(Point-based annotation data)
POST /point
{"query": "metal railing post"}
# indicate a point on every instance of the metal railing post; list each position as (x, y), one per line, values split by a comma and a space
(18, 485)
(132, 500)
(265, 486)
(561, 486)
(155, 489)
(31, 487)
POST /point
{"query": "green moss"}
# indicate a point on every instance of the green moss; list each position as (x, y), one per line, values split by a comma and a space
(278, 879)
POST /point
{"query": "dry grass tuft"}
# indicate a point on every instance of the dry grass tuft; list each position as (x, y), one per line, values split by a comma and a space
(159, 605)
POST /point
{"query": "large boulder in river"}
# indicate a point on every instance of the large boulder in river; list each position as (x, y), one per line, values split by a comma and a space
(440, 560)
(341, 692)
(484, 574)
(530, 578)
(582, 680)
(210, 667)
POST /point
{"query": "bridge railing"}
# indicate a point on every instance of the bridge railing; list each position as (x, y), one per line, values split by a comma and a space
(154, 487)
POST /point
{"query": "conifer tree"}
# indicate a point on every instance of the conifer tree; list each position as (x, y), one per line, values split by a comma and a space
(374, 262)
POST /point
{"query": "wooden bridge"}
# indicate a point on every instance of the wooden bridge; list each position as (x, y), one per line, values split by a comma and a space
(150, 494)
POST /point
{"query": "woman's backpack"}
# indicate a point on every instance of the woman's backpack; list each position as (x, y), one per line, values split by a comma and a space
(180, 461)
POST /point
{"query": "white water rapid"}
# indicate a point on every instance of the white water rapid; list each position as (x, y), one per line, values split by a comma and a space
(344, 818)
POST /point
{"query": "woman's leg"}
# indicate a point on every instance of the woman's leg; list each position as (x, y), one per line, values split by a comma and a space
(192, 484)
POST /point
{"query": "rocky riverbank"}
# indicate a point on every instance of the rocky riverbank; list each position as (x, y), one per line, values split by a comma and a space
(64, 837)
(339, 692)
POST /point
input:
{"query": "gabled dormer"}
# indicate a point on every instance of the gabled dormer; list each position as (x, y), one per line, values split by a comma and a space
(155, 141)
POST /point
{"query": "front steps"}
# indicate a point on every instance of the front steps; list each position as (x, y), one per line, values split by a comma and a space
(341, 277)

* [Your instructions] Please reproduce each line exactly as written.

* [Solution to this task]
POST /point
{"query": "metal railing post"}
# indicate a point on every instance of the metal railing post; list each position as (x, y), one per line, values split by a comma and a space
(18, 485)
(132, 500)
(265, 486)
(561, 486)
(155, 489)
(31, 487)
POST /point
{"query": "green moss"}
# indicate a point on every instance of the green moss; list each position as (x, y), one per line, values split by a comma and a space
(278, 879)
POST /point
{"query": "dry grass tuft"}
# indicate a point on every instance of the dry grass tuft; list each position as (x, y), one per line, values split by a comma and a space
(159, 605)
POST /point
{"query": "large boulder in river"}
# indicate a point on every instance of the large boulder in river; list each position as (x, y), one per line, values split by a comma and a space
(440, 560)
(341, 692)
(484, 574)
(530, 578)
(582, 680)
(210, 667)
POST /point
{"query": "bridge railing"}
# indicate a point on every instance of the bridge railing; list each position as (x, y), one per line, values split by a comma and a space
(154, 487)
POST /point
{"query": "conifer tree"}
# indicate a point on every instance of the conifer tree; list each position as (x, y), one per line, values split by a comma and a space
(374, 262)
POST /point
{"query": "wooden bridge"}
# indicate a point on every instance of the wooden bridge; list each position as (x, y), one per line, values split by a comma and a space
(150, 494)
POST /point
{"query": "woman's backpack"}
# indicate a point on every instance of the woman's backpack; list each position as (x, y), one per line, values split by a comma and a space
(180, 461)
POST /point
{"query": "white water rapid"}
# indicate a point on every instance of the white water rapid; list each position as (x, y), one per line, values split by a comma and a space
(344, 818)
POST /point
{"query": "woman's leg"}
# indicate a point on every instance of the woman's leg; list each position as (x, y), one per line, values split by a comma and a space
(192, 484)
POST /point
{"query": "rocky riverbank"}
# indicate a point on every instance of the rocky riverbank; list each position as (x, y), one per line, values split by a comma and a space
(64, 837)
(339, 692)
POST /point
input:
{"query": "gabled dormer"}
# indicate a point on every instance of the gabled dormer; list each position as (x, y), one per line, values split by a comma and a space
(155, 141)
POST /point
{"query": "front steps"}
# indicate a point on every instance of the front steps; list each position as (x, y), one per line, values split by a comma and a space
(341, 277)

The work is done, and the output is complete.